━━ Document segment
NEW YORK -- Huawei Technologies unveiled its new flagship smartphone series in Paris on Tuesday, as the Chinese company looks to capture a larger market share in Europe, where its handset business is rapidly closing in on rival Samsung Electronics.
Starting at 999 euros ($1,130), Huawei's quad-camera P30 Pro is seen as a direct challenger to Samsung's more expensive Galaxy S10+, which debuted last month and also boasts four rear cameras. The P30 Pro comes equipped with new photography capabilities such as 5x zoom and the ability to shoot in a pitch-dark environment.
The Chinese company's launch event on Tuesday coincided with President Xi Jinping’s visit to the French capital, where he met with French counterpart Emmanuel Macron, German Chancellor Angela Merkel and European Commission President Jean-Claude Juncker. Huawei also scored a small victory against the U.S. campaign to shut out its products from global 5G networks as the European Union declined to adopt a blanket ban of the company as Washington demanded.
━━━━
Reproduce the part of the Huawei smartphone article between "Starting at 999" and "a pitch-dark environment.", inclusive.
━━ Records
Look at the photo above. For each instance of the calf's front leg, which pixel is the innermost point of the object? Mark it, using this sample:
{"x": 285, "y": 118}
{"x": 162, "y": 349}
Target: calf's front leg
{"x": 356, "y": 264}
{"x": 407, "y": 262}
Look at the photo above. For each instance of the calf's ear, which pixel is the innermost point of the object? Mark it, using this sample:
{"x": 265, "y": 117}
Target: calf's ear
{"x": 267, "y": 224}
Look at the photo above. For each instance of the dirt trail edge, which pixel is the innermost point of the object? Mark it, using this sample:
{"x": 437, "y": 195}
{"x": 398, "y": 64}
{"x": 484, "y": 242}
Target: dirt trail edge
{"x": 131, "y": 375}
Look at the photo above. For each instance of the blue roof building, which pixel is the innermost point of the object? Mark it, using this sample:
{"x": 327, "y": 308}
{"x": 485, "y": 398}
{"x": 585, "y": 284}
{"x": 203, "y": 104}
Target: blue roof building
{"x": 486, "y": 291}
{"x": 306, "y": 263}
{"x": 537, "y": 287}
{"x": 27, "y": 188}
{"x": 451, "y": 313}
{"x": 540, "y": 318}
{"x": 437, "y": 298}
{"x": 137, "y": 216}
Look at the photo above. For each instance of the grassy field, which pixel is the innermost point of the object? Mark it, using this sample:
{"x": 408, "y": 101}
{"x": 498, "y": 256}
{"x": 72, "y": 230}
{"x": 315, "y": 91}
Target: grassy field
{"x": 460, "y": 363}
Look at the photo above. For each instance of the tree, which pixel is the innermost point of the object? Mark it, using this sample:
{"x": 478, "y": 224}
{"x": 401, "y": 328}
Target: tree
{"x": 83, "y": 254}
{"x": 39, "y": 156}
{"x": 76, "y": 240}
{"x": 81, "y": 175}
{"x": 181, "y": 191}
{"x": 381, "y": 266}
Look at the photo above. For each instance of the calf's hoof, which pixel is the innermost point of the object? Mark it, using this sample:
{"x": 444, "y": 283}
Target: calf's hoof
━━━━
◆ **Your solution**:
Starting at 999 euros ($1,130), Huawei's quad-camera P30 Pro is seen as a direct challenger to Samsung's more expensive Galaxy S10+, which debuted last month and also boasts four rear cameras. The P30 Pro comes equipped with new photography capabilities such as 5x zoom and the ability to shoot in a pitch-dark environment.